◆ **Stated exercise**:
Put all of the material below into a Markdown table with the columns Row and Line, giving each line its own numbered row and leaving out blank lines.

◆ **Data shown**:
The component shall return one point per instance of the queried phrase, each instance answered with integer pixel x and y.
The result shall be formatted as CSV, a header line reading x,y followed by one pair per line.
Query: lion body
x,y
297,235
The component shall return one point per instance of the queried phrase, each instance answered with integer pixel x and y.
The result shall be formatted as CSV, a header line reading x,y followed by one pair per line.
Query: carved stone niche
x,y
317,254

◆ **Output of the exercise**:
| Row | Line |
|---|---|
| 1 | The component shall return one point per instance of the queried phrase, each instance answered with integer pixel x and y. |
| 2 | The result shall be formatted as CSV, a header line reading x,y followed by one pair per line. |
| 3 | Query: lion body |
| 4 | x,y |
| 5 | 297,235 |
| 6 | The component shall return one point per instance of the queried phrase, each instance answered with integer pixel x and y. |
| 7 | The result shall be formatted as CSV, a header line reading x,y followed by one pair per line. |
| 8 | Query: carved stone niche |
| 9 | x,y |
| 10 | 317,254 |